These works are both the register of his work processes and aesthetical objects. Palma also works with video, artist’s books and performance. Since 2007, he has participated regularly in international artistic residencies such as: Location One (New York, USA), Headlands - Center for the Arts (California, USA), Château de Servières (Marseille, France), Desert Initiative art residency, ISCP Residency Program (New York, USA), among others.
Palma’s residence at Pico do Refúgio originated a vast body of work, which was initially exhibited at the Galeria Fonseca Macedo and the Museum Carlos Machado. The work inspired during the residency was afterwards part of national and international and exhibitions.
The work “Backstage of an Island” is based on the construction of a sculpture that resembles a tent but which, instead of being shaped like a pyramid or a semi-sphere, has the morphology of the island of São Miguel. Like a camping tent, it is a portable piece, easy to assemble and dismantle. This equipment consists of a wooden base, about two meters width and a cut that relates to the aerial view of the island of São Miguel. This base is lined with a waterproof and plain colored fabric that gives the illusion of the island's morphology.

• EXTRACTED RECORDS:

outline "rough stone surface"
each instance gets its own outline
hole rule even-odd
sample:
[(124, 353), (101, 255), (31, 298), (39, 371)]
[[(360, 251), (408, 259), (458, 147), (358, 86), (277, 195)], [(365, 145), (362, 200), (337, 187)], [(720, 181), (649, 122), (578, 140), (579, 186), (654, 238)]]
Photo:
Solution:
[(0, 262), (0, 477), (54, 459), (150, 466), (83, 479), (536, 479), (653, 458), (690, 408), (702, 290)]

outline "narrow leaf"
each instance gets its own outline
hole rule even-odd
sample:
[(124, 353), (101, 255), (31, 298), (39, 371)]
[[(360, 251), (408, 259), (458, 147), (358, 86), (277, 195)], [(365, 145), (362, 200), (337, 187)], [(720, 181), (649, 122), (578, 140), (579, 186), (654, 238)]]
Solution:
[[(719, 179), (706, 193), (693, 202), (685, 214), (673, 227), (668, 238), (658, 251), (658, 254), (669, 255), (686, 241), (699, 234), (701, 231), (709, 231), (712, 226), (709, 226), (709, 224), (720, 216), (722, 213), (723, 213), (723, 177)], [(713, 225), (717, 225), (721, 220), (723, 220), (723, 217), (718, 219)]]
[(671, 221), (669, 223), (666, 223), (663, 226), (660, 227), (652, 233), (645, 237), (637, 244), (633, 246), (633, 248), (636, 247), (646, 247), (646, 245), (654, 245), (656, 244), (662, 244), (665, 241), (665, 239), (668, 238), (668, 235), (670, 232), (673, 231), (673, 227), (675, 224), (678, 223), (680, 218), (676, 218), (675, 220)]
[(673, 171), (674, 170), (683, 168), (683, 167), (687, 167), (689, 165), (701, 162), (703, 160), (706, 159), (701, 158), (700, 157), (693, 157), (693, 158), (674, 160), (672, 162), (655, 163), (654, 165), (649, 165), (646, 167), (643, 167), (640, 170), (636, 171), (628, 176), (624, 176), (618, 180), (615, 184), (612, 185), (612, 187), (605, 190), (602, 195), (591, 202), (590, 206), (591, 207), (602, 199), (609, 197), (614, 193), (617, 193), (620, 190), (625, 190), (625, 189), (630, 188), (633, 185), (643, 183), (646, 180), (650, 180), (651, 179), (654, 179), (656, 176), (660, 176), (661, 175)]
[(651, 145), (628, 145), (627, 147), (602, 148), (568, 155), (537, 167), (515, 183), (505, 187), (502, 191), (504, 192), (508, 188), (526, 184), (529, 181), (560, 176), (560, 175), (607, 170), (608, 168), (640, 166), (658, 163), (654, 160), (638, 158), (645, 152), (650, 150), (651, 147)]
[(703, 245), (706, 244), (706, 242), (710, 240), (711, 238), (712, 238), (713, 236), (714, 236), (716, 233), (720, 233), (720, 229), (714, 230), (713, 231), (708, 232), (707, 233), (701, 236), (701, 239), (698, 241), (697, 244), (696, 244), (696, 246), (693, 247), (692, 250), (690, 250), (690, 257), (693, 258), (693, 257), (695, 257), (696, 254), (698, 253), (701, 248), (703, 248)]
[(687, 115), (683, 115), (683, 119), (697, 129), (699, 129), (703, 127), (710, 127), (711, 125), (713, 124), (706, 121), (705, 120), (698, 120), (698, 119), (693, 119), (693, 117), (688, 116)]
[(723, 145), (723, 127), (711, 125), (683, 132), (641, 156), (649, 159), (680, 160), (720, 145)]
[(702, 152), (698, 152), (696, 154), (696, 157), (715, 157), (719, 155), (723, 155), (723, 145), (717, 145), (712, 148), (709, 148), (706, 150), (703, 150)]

• COMPLETE THE FOLLOWING:
1. In the passage on Palma's work, what island's shape does the sculpture in “Backstage of an Island” take?
2. In the passage on Palma's work, swap "video" for "photography" and give the section from "These works are" up to and including "USA), among others.".
3. Continue the passage on Palma's work from the point where it stops.

• THE ANSWERS:
1. The island of São Miguel.

2.
These works are both the register of his work processes and aesthetical objects. Palma also works with photography, artist’s books and performance. Since 2007, he has participated regularly in international artistic residencies such as: Location One (New York, USA), Headlands - Center for the Arts (California, USA), Château de Servières (Marseille, France), Desert Initiative art residency, ISCP Residency Program (New York, USA), among others.

3.
The sculpture “Origin of the world” was built in recent months, based on the idea of a cascade. In 2013, I drew a waterfall very similar to this one with the exception of a video system that seemed fundamental at the time. This sculpture, which carries water inside, brings us to the abundance of water that the island offers. In a transparent and closed system, water circulates through a series of laboratory devices, also transparent. This piece is a system that replicates nature.